▸ Exercise
The lines needed are those from the start of the records through the line holding "343 290 L 331", each copied exactly.

==========

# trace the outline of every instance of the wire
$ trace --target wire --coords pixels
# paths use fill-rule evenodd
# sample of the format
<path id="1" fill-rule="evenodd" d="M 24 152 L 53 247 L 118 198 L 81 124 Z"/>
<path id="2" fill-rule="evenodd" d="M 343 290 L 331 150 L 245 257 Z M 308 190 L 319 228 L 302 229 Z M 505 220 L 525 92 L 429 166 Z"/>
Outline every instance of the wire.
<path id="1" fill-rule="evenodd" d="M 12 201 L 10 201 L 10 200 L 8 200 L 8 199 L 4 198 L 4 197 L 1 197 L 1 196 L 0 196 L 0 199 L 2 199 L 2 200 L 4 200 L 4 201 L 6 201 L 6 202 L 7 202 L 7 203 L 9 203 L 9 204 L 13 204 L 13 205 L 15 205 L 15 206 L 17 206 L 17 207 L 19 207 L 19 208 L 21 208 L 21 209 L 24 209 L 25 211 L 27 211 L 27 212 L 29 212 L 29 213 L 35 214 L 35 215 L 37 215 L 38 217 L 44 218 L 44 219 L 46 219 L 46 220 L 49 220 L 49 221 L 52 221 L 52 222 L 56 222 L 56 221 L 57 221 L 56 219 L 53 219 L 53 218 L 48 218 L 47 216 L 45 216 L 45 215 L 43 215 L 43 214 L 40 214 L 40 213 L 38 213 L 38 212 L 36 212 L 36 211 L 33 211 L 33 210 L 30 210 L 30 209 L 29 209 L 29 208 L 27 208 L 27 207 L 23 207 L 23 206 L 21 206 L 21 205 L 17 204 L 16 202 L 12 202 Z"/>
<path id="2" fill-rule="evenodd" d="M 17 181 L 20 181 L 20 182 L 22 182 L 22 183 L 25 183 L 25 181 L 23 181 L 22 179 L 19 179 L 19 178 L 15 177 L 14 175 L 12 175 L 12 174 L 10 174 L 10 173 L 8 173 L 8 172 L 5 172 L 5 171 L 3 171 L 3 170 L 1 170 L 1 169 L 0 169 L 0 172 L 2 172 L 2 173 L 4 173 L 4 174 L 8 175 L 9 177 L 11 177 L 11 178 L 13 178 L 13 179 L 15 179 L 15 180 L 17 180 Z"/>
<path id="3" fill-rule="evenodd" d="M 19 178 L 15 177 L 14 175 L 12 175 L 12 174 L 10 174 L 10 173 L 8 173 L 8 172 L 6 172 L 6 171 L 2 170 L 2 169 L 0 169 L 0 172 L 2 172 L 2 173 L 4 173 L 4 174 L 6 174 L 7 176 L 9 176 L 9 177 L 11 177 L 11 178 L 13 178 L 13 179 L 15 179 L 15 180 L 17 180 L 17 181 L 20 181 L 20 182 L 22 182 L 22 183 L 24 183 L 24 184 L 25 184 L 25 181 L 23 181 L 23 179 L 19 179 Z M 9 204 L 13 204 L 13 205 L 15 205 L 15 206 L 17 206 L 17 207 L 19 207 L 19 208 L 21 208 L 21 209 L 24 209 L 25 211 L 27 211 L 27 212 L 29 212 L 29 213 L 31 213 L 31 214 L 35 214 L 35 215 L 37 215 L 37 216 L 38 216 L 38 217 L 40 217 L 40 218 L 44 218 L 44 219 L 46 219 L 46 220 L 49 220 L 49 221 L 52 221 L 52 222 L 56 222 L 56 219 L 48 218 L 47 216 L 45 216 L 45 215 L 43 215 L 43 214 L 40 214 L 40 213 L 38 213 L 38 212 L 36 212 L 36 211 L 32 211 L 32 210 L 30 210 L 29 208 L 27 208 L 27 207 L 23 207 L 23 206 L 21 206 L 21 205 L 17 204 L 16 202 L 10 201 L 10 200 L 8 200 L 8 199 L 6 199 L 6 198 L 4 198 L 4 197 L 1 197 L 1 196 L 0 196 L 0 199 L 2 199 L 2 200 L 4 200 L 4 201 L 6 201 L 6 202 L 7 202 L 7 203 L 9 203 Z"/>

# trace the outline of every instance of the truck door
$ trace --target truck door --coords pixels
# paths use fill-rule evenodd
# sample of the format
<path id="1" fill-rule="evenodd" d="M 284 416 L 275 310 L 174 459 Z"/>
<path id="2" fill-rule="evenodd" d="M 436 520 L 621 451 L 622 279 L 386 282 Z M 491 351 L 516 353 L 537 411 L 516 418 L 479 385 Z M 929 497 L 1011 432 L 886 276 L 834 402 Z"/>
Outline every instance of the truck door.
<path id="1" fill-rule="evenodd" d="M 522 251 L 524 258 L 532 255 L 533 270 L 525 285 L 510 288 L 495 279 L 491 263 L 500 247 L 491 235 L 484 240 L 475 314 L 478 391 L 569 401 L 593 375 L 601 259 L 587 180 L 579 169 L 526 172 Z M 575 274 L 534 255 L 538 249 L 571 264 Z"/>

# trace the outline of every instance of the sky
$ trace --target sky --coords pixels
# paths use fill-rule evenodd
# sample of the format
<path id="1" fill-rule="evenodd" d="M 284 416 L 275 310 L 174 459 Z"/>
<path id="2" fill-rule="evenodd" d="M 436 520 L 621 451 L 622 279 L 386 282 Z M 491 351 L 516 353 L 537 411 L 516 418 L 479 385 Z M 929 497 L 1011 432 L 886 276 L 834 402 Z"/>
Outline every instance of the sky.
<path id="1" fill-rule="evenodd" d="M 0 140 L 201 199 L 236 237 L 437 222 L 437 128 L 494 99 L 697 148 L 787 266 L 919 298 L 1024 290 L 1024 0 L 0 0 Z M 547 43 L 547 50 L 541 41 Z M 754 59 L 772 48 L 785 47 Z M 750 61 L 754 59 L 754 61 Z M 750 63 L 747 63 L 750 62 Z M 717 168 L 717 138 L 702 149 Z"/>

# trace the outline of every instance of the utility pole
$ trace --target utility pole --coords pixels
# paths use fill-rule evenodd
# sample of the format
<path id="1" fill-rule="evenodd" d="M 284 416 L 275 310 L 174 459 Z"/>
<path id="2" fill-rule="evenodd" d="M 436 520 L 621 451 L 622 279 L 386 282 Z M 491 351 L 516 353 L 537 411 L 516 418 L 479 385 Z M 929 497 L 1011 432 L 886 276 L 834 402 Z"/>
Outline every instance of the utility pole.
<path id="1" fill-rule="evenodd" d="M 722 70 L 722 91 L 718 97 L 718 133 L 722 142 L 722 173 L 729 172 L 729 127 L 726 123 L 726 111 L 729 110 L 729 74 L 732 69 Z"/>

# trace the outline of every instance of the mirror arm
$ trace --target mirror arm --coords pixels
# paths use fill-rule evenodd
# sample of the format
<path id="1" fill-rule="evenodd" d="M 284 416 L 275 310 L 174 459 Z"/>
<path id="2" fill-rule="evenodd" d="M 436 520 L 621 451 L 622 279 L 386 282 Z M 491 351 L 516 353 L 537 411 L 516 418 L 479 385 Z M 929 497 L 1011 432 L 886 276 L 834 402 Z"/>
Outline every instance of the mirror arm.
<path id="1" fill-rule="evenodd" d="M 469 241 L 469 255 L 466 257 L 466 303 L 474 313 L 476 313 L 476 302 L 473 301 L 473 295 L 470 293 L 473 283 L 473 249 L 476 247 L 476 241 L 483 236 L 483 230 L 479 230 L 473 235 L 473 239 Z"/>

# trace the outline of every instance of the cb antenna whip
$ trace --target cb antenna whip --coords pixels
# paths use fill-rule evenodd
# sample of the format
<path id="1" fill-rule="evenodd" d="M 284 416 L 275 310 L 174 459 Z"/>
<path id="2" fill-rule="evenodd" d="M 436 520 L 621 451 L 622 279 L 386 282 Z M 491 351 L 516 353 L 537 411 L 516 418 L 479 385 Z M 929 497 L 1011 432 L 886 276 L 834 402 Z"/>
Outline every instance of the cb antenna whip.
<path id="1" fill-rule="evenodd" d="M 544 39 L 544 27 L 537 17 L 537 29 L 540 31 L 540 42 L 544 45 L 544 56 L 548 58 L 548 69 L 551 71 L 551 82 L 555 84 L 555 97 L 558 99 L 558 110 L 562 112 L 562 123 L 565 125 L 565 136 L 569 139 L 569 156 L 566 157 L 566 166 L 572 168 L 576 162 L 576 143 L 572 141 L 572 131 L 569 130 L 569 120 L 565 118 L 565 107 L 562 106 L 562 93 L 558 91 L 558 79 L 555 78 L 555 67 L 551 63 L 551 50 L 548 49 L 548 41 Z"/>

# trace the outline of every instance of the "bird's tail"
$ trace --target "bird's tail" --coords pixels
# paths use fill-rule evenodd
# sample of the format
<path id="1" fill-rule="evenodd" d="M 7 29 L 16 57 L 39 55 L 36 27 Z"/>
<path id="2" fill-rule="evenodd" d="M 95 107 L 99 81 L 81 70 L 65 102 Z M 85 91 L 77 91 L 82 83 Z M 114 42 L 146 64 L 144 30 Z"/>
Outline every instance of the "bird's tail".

==========

▸ Completed task
# trace the outline of every instance of the wire
$ trace --target wire --coords pixels
# paths use fill-rule evenodd
# sample of the format
<path id="1" fill-rule="evenodd" d="M 24 152 L 53 247 L 118 198 L 81 124 Z"/>
<path id="2" fill-rule="evenodd" d="M 343 290 L 331 150 L 245 257 Z M 308 190 L 319 228 L 302 229 Z M 505 220 L 525 92 L 429 166 Z"/>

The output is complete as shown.